Dataset:

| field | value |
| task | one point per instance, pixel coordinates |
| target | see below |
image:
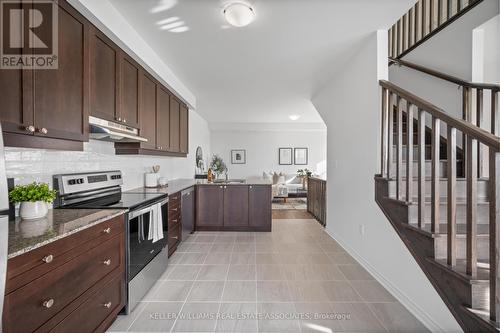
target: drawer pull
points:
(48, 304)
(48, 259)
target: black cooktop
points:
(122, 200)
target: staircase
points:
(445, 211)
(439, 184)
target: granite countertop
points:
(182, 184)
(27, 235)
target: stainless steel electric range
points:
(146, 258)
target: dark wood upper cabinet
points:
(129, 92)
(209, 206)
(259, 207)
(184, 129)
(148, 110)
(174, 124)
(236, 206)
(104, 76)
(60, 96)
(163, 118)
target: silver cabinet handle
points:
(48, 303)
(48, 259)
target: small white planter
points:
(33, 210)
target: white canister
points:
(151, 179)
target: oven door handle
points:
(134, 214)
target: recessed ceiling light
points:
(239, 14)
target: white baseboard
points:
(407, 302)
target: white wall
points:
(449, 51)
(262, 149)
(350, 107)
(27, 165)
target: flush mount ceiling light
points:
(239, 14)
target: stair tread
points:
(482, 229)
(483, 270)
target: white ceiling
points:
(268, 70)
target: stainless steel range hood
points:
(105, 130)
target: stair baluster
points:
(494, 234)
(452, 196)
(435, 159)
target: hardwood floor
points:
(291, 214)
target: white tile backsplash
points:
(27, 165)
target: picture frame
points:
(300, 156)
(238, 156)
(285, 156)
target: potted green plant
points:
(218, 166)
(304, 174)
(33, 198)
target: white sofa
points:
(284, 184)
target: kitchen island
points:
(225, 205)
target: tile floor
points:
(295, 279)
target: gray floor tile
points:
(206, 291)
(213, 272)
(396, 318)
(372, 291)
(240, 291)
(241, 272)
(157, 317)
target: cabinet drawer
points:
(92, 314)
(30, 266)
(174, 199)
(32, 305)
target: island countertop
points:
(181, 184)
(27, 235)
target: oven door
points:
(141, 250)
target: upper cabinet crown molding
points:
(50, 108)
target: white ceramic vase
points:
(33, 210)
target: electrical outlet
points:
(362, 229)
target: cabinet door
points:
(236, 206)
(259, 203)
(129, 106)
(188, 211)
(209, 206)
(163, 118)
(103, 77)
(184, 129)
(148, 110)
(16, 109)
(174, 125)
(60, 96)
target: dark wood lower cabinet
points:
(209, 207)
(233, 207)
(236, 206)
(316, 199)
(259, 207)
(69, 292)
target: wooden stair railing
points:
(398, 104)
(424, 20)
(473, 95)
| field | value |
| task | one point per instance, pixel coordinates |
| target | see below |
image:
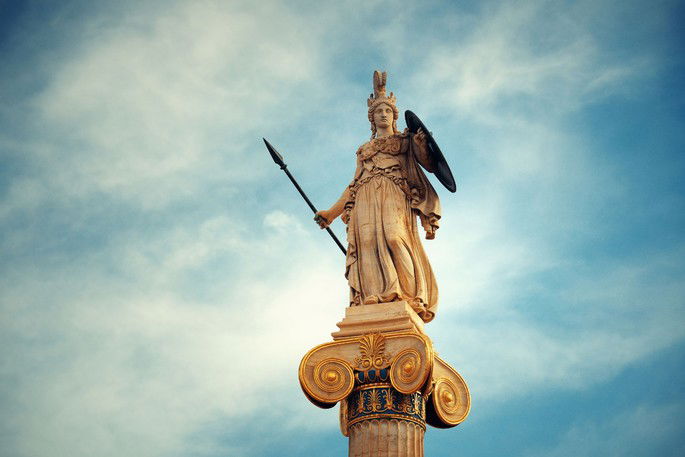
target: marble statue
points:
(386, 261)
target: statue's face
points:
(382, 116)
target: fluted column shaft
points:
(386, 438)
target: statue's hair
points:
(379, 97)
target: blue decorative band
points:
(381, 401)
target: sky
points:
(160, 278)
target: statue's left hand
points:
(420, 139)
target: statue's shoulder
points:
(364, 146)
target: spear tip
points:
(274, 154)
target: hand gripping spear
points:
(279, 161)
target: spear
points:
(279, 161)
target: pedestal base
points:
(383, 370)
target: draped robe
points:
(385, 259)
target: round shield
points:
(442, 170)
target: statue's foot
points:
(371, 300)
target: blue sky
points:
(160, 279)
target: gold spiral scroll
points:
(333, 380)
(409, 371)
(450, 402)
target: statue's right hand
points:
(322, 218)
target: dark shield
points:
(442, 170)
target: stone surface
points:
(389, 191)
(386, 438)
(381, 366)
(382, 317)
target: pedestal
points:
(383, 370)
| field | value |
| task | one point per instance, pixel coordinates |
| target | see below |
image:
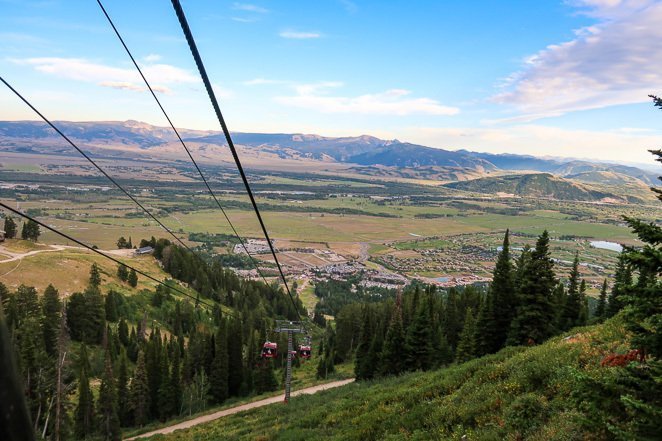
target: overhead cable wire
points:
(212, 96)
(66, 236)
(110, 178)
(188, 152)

Prompt: Please copy all of the entries above word for word, line by line, and leave the pictures out.

Completed task:
| field | value |
| task | one point per instance, pixel coordinates |
| target | see below |
image:
target: drawer pull
points:
(48, 304)
(48, 259)
target: black cooktop
points:
(122, 200)
target: staircase
points:
(445, 211)
(439, 184)
target: granite countertop
points:
(182, 184)
(27, 235)
target: stainless steel electric range
points:
(146, 258)
target: dark wood upper cabinet
points:
(129, 92)
(209, 206)
(259, 207)
(184, 129)
(148, 110)
(174, 124)
(236, 206)
(104, 76)
(60, 96)
(163, 118)
target: silver cabinet handle
points:
(48, 303)
(48, 259)
target: small white planter
points:
(33, 210)
target: white canister
points:
(151, 179)
target: oven door handle
points:
(134, 214)
target: recessed ceiling light
points:
(239, 14)
target: white baseboard
points:
(407, 302)
target: white wall
points:
(449, 51)
(262, 149)
(350, 107)
(27, 165)
target: flush mount ceiling light
points:
(239, 14)
target: stair tread
points:
(482, 229)
(483, 270)
target: white ceiling
points:
(268, 70)
target: stainless steel range hood
points:
(105, 130)
target: stair baluster
points:
(494, 234)
(452, 196)
(435, 159)
target: hardwood floor
points:
(291, 214)
target: white tile backsplash
points:
(27, 165)
target: picture frame
points:
(300, 156)
(238, 156)
(285, 156)
target: potted green plant
points:
(218, 166)
(304, 174)
(33, 198)
target: white sofa
points:
(284, 184)
target: kitchen island
points:
(225, 205)
target: tile floor
points:
(295, 279)
target: gray floor tile
points:
(206, 291)
(213, 272)
(396, 318)
(372, 291)
(240, 291)
(241, 272)
(157, 317)
target: cabinet drawer
points:
(92, 314)
(30, 266)
(174, 199)
(32, 305)
target: island countertop
points:
(181, 184)
(27, 235)
target: oven door
points:
(141, 250)
target: upper cabinet crown molding
points:
(50, 108)
target: white ceramic vase
points:
(33, 210)
target: electrical outlet
points:
(362, 229)
target: cabinet door
points:
(236, 206)
(259, 203)
(129, 106)
(188, 211)
(209, 206)
(163, 118)
(103, 77)
(184, 129)
(148, 110)
(16, 109)
(174, 125)
(60, 96)
target: dark wood lower cabinet
points:
(209, 207)
(233, 207)
(236, 206)
(316, 199)
(259, 207)
(69, 292)
target: wooden stair railing
points:
(398, 104)
(424, 20)
(473, 95)
| field | value |
| task | one point per instance, pixel coordinates |
| target | see below |
image:
target: marble statue
points:
(386, 261)
target: statue's face
points:
(382, 116)
target: fluted column shaft
points:
(386, 438)
target: statue's hair
points:
(379, 97)
target: blue decorative band
points:
(381, 401)
target: sky
points:
(160, 278)
target: statue's left hand
points:
(420, 139)
target: statue's shoulder
points:
(364, 146)
target: spear tip
points:
(274, 154)
target: hand gripping spear
points:
(279, 161)
target: spear
points:
(279, 161)
target: pedestal base
points:
(383, 370)
target: draped robe
points:
(385, 259)
target: round shield
points:
(442, 170)
target: statue's foot
points:
(371, 300)
target: blue sky
points:
(160, 279)
target: gold spiral scroll
points:
(333, 380)
(409, 371)
(450, 402)
target: statue's right hand
points:
(322, 218)
target: dark shield
points:
(442, 170)
target: stone surface
points:
(389, 191)
(386, 438)
(381, 366)
(382, 317)
target: pedestal
points:
(383, 370)
| field | value |
| task | one point per instance, pixel coordinates |
| target | see below |
image:
target: overhead cable wire
points:
(212, 96)
(66, 236)
(110, 178)
(188, 152)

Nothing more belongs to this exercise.